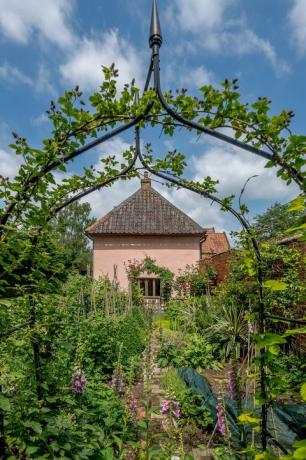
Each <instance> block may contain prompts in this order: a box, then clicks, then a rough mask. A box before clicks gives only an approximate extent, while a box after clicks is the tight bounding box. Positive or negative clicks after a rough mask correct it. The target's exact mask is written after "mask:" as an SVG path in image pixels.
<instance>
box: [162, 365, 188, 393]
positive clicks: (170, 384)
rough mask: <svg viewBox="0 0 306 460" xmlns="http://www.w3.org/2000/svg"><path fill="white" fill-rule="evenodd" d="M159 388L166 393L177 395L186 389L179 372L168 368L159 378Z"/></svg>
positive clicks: (184, 382) (172, 367)
mask: <svg viewBox="0 0 306 460" xmlns="http://www.w3.org/2000/svg"><path fill="white" fill-rule="evenodd" d="M160 384H161V387H162V388H163V389H164V390H165V391H166V392H168V393H174V394H175V395H178V394H179V393H182V392H183V391H185V390H186V389H187V386H186V384H185V382H184V381H183V380H182V379H181V377H180V375H179V372H178V370H177V369H175V368H174V367H169V369H167V370H166V372H165V373H164V374H163V375H162V376H161V378H160Z"/></svg>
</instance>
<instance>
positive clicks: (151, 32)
mask: <svg viewBox="0 0 306 460" xmlns="http://www.w3.org/2000/svg"><path fill="white" fill-rule="evenodd" d="M162 42H163V36H162V32H161V27H160V21H159V14H158V8H157V2H156V0H153V6H152V17H151V28H150V37H149V44H150V48H153V46H154V45H159V46H161V45H162Z"/></svg>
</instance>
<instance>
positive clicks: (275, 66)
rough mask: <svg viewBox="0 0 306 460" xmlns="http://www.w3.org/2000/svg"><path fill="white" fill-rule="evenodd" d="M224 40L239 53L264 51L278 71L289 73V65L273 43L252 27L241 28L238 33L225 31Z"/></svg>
mask: <svg viewBox="0 0 306 460" xmlns="http://www.w3.org/2000/svg"><path fill="white" fill-rule="evenodd" d="M222 40H223V42H224V45H228V44H231V47H232V49H234V50H235V52H236V53H237V54H251V53H254V52H259V53H262V54H263V55H264V56H265V57H266V59H267V60H268V61H269V62H270V64H271V65H272V67H273V68H274V70H275V71H276V72H278V73H280V74H287V73H289V72H290V67H289V65H288V64H287V63H286V62H284V61H283V60H282V59H280V58H279V57H278V56H277V53H276V51H275V49H274V47H273V46H272V45H271V43H270V42H269V41H268V40H265V39H263V38H261V37H259V36H258V35H256V34H255V33H254V32H253V31H252V30H250V29H241V30H240V32H239V33H238V34H235V33H229V34H226V33H225V34H223V36H222Z"/></svg>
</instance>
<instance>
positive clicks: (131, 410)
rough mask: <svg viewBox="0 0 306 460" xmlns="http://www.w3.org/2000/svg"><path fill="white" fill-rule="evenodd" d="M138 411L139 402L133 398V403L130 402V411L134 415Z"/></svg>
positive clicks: (132, 398)
mask: <svg viewBox="0 0 306 460" xmlns="http://www.w3.org/2000/svg"><path fill="white" fill-rule="evenodd" d="M136 410H137V400H136V398H135V397H134V396H133V397H132V399H131V402H130V411H131V413H132V414H135V413H136Z"/></svg>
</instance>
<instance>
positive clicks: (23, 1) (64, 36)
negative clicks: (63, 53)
mask: <svg viewBox="0 0 306 460" xmlns="http://www.w3.org/2000/svg"><path fill="white" fill-rule="evenodd" d="M71 13H72V0H0V32H2V35H4V36H5V37H6V38H8V39H11V40H14V41H17V42H19V43H21V44H27V43H28V42H29V40H30V38H31V37H32V35H33V34H34V33H38V34H39V36H40V37H43V38H44V39H46V40H48V41H49V42H51V43H53V44H55V45H57V46H59V47H60V48H66V47H70V46H71V45H72V44H73V42H74V35H73V32H72V31H71V28H70V27H69V24H68V18H69V16H70V14H71Z"/></svg>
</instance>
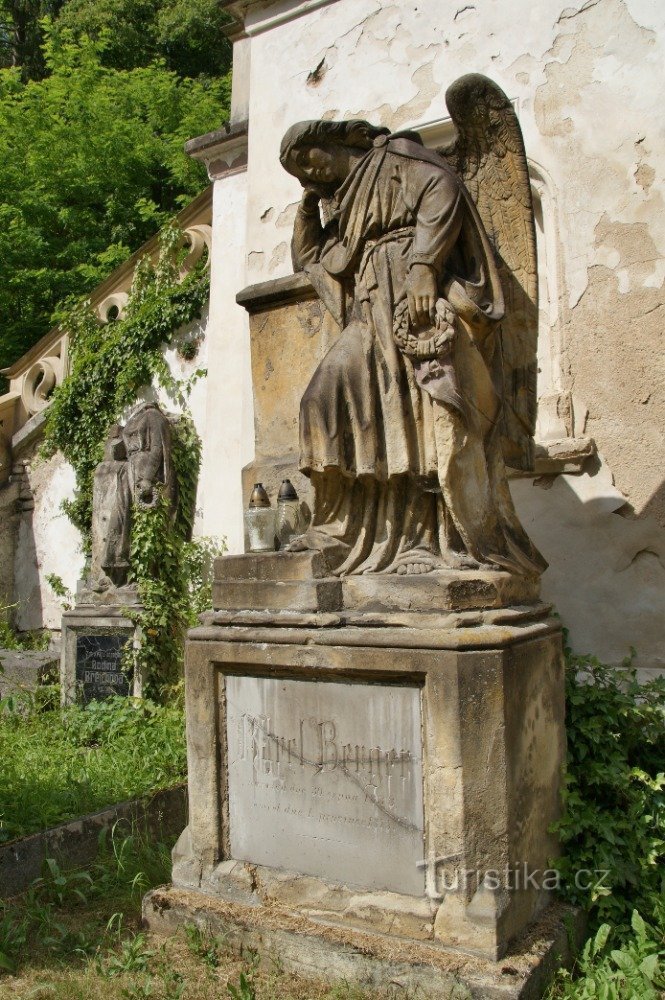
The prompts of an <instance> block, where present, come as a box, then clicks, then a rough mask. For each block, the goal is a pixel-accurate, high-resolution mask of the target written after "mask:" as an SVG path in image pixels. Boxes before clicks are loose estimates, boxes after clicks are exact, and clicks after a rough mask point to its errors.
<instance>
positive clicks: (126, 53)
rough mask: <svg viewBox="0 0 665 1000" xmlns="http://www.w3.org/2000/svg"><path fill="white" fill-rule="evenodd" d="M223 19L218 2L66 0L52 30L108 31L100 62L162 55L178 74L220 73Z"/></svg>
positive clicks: (225, 41)
mask: <svg viewBox="0 0 665 1000" xmlns="http://www.w3.org/2000/svg"><path fill="white" fill-rule="evenodd" d="M228 20H229V18H228V15H226V14H225V13H224V12H223V11H222V10H221V9H220V5H219V3H218V0H67V2H66V3H65V4H64V6H63V8H62V10H61V11H60V15H59V17H58V19H57V21H56V22H55V25H54V28H55V31H56V32H59V31H67V32H72V34H73V36H74V37H75V38H79V37H81V35H88V36H89V37H90V38H93V39H99V38H101V37H102V36H103V35H104V33H107V44H106V46H105V48H104V53H103V56H102V62H103V63H104V65H106V66H112V67H114V68H115V69H134V68H135V67H137V66H145V65H147V64H148V63H149V62H151V61H152V60H154V59H164V61H165V63H166V66H167V68H168V69H172V70H173V71H174V72H175V73H178V75H179V76H187V77H197V76H200V75H206V76H221V75H224V74H226V73H227V72H228V71H229V68H230V65H231V44H230V42H229V40H228V39H227V38H226V36H225V34H224V31H223V29H224V25H225V24H226V23H227V22H228Z"/></svg>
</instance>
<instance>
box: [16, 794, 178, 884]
mask: <svg viewBox="0 0 665 1000" xmlns="http://www.w3.org/2000/svg"><path fill="white" fill-rule="evenodd" d="M120 820H121V821H123V822H125V823H126V824H131V823H140V824H145V825H146V826H147V828H148V829H149V830H150V831H151V832H152V833H153V835H156V836H164V835H165V834H166V835H167V836H173V835H175V834H177V833H178V832H179V831H180V830H182V827H183V826H184V825H185V823H186V822H187V786H186V785H184V784H181V785H175V786H174V787H173V788H166V789H163V790H162V791H159V792H155V793H154V794H153V795H145V796H142V797H141V798H137V799H129V800H128V801H126V802H120V803H118V804H117V805H112V806H109V807H108V808H106V809H102V810H100V811H99V812H96V813H89V814H88V815H86V816H81V817H79V818H78V819H73V820H71V821H70V822H69V823H62V824H61V825H60V826H54V827H51V828H50V829H49V830H44V831H42V832H41V833H35V834H32V836H30V837H23V838H21V839H20V840H12V841H10V842H9V843H8V844H3V845H2V846H0V887H1V891H0V897H1V898H6V897H11V896H16V895H18V893H20V892H23V891H24V890H25V889H27V888H28V886H29V885H30V883H31V882H34V880H35V879H36V878H39V876H40V875H41V874H42V865H43V863H44V859H45V858H56V859H57V860H58V862H59V863H61V864H64V865H66V866H68V867H75V866H81V865H86V864H90V862H91V861H94V859H95V858H96V857H97V855H98V853H99V838H100V834H101V833H102V832H103V831H110V830H111V829H112V827H113V826H114V825H115V824H116V823H117V822H118V821H120Z"/></svg>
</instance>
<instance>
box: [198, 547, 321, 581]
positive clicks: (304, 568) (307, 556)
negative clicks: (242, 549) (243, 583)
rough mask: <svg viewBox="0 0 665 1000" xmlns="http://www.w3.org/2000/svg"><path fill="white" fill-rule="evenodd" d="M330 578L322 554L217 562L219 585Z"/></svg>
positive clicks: (267, 555)
mask: <svg viewBox="0 0 665 1000" xmlns="http://www.w3.org/2000/svg"><path fill="white" fill-rule="evenodd" d="M328 575H329V571H328V567H327V566H326V564H325V560H324V558H323V556H322V554H321V553H320V552H265V553H261V554H257V553H252V552H246V553H245V554H244V555H230V556H220V557H219V558H218V559H215V583H223V582H224V581H225V580H273V581H280V582H281V583H285V582H287V581H290V580H319V579H322V578H323V577H326V576H328Z"/></svg>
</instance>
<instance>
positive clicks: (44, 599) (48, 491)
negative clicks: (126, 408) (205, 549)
mask: <svg viewBox="0 0 665 1000" xmlns="http://www.w3.org/2000/svg"><path fill="white" fill-rule="evenodd" d="M207 320H208V317H207V310H206V312H205V313H204V315H203V316H202V318H201V319H200V320H198V321H197V322H195V323H193V324H191V325H190V326H188V327H187V328H186V329H183V330H182V331H180V334H179V336H178V338H177V340H176V341H175V342H174V346H173V347H172V348H169V349H168V350H166V351H165V357H166V360H167V363H168V365H169V368H170V370H171V372H172V373H173V375H174V376H175V377H176V378H177V379H179V380H181V381H182V382H183V383H186V382H187V380H189V379H190V378H191V377H192V375H193V374H194V373H195V372H196V370H197V369H205V368H206V365H207V360H208V342H207V337H206V327H207ZM194 339H195V340H197V342H198V344H199V349H198V353H197V355H196V357H195V358H193V359H192V360H190V361H185V360H184V359H183V358H182V357H181V356H180V355H179V354H178V351H177V344H178V343H181V342H183V341H185V340H194ZM142 398H143V399H157V400H158V401H159V402H160V403H161V404H162V406H163V408H164V409H165V410H166V411H167V412H169V413H178V412H180V410H181V406H180V405H179V404H178V403H177V402H175V401H174V400H172V399H170V398H169V397H168V396H167V395H166V394H165V393H164V392H163V391H161V390H158V391H155V390H153V389H147V390H146V391H145V392H144V393H142ZM188 406H189V409H190V411H191V414H192V418H193V420H194V423H195V425H196V428H197V431H198V433H199V434H200V435H201V437H202V438H205V437H207V435H206V430H205V428H206V380H205V378H202V379H198V380H196V381H194V382H193V384H192V387H191V392H190V395H189V398H188ZM130 412H131V410H129V411H128V412H127V413H126V414H124V418H125V419H126V417H127V416H128V415H129V413H130ZM40 443H41V439H39V438H38V439H37V440H36V441H35V442H34V443H33V444H32V445H31V446H29V447H28V448H27V449H26V450H25V451H24V452H22V453H21V454H20V456H19V457H18V458H17V461H16V463H15V465H14V472H13V482H12V483H11V484H9V486H7V487H4V488H3V490H2V497H6V498H7V504H9V501H10V491H12V490H13V492H14V493H16V494H17V495H18V499H17V500H16V501H15V502H14V504H13V507H12V508H11V510H12V512H14V511H16V513H14V516H13V519H12V520H11V522H10V520H9V516H8V519H7V523H6V525H5V523H4V522H3V526H2V531H0V556H3V555H5V554H6V556H7V559H8V560H9V559H12V560H13V597H12V600H13V602H14V603H15V605H16V607H15V609H14V621H15V623H16V626H17V627H18V628H19V629H20V630H29V629H37V628H50V629H59V628H60V619H61V616H62V602H61V601H60V600H59V599H58V597H57V596H56V594H55V593H54V591H53V589H52V588H51V587H50V586H49V584H48V581H47V576H49V575H50V574H54V575H56V576H58V577H60V579H61V580H62V582H63V583H64V585H65V587H66V588H67V589H68V590H69V591H70V592H71V593H75V591H76V584H77V581H78V580H79V579H80V578H81V575H82V572H83V567H84V562H85V559H84V556H83V552H82V549H81V538H80V535H79V533H78V531H77V530H76V529H75V528H74V527H73V525H72V524H71V522H70V521H69V519H68V518H67V516H66V515H65V514H64V513H63V511H62V501H63V500H67V499H70V498H71V497H72V496H73V493H74V485H75V478H74V470H73V469H72V468H71V466H70V465H69V464H68V463H67V462H65V460H64V459H63V457H62V456H61V455H60V454H58V455H56V456H54V457H53V458H51V459H49V460H47V461H46V460H44V459H42V458H41V457H40V455H39V446H40ZM12 495H13V494H12ZM2 497H0V506H2V505H3V501H2ZM202 503H203V501H202V485H201V481H200V482H199V493H198V497H197V518H196V526H195V531H196V532H197V534H200V533H201V531H200V527H201V519H202ZM9 509H10V508H9V506H7V511H8V515H9ZM3 510H4V506H3ZM5 528H6V530H5ZM3 575H7V576H8V577H9V575H10V574H9V573H6V574H3ZM2 583H3V579H2V576H0V591H1V590H2ZM8 587H9V584H7V585H6V588H5V589H8ZM1 596H2V595H1V593H0V597H1Z"/></svg>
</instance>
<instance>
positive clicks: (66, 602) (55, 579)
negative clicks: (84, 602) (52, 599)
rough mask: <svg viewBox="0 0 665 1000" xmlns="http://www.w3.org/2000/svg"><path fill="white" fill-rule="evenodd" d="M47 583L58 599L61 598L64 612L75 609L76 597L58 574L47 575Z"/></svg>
mask: <svg viewBox="0 0 665 1000" xmlns="http://www.w3.org/2000/svg"><path fill="white" fill-rule="evenodd" d="M46 582H47V583H48V585H49V587H50V588H51V590H52V591H53V593H54V594H55V596H56V597H58V598H60V602H61V603H62V607H63V610H64V611H70V610H71V609H72V608H73V607H74V603H75V595H74V594H72V592H71V590H69V588H68V587H67V586H66V585H65V582H64V580H63V579H62V577H61V576H58V574H57V573H47V574H46Z"/></svg>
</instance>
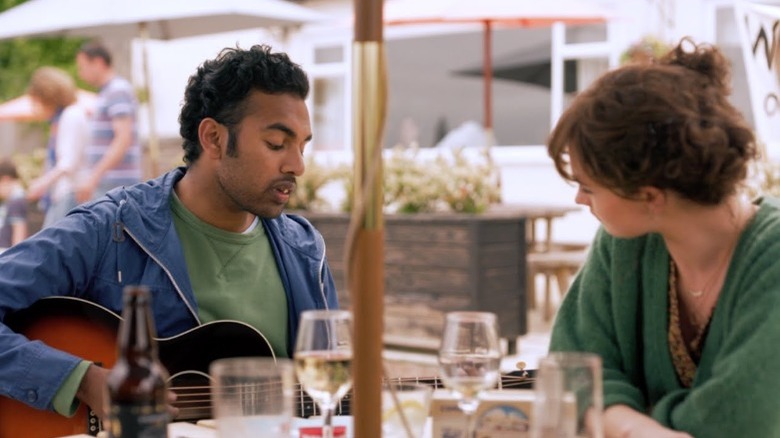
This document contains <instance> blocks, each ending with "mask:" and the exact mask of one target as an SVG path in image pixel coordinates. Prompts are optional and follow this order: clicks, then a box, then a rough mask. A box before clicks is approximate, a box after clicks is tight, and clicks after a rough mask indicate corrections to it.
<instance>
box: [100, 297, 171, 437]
mask: <svg viewBox="0 0 780 438" xmlns="http://www.w3.org/2000/svg"><path fill="white" fill-rule="evenodd" d="M155 335H156V332H155V328H154V319H153V318H152V311H151V296H150V293H149V289H148V288H146V287H143V286H127V287H125V289H124V307H123V310H122V323H121V324H120V326H119V338H118V349H119V354H118V357H117V361H116V364H115V365H114V367H113V368H112V369H111V371H110V372H109V374H108V396H109V412H108V424H107V426H108V427H107V429H108V436H109V437H111V438H138V437H143V438H160V437H167V436H168V435H167V427H168V423H169V422H170V416H169V413H168V411H167V405H166V399H167V391H168V388H167V383H166V382H167V379H168V372H167V371H166V369H165V367H164V366H163V365H162V363H160V360H159V358H158V356H157V340H156V339H155Z"/></svg>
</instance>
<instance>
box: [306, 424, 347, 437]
mask: <svg viewBox="0 0 780 438" xmlns="http://www.w3.org/2000/svg"><path fill="white" fill-rule="evenodd" d="M298 430H299V432H300V436H299V438H320V437H322V427H302V428H300V429H298ZM346 437H347V427H346V426H333V438H346Z"/></svg>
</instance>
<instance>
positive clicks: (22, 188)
· · ·
→ **Problem description**:
What lines in the material above hold the string "exact"? List them.

→ **Result of the task**:
Each <instance> block may contain prompts in this order: a box, then clicks, then a rough mask. A box before clicks gives only an approximate extent, while a box after clicks is the tight bounding box. Positive or negative clicks after a rough mask correct it. The target's exact mask is written after "mask:" as an SVG path in image pixels.
The prompts of an <instance> block, where present, come as a box, then clicks, then a rough mask. For each block, the goal is a pixel-accurate, high-resolution mask of the target written after "mask:" as an SVG path in image pixels. Boxes before clicks are loose estimates, boxes after clicks are exact, and clicks after a rough mask point to its errors.
This document contains <instance> blocks, each ending with "mask:" and the exact mask of one target as an SVG path in image pixel coordinates. Prompts are optional and follow this order: clicks, then a box, then a rough mask. A box before clicks is approximate, a box after clicks is tight, and clicks after a rough mask indicate corrections to it.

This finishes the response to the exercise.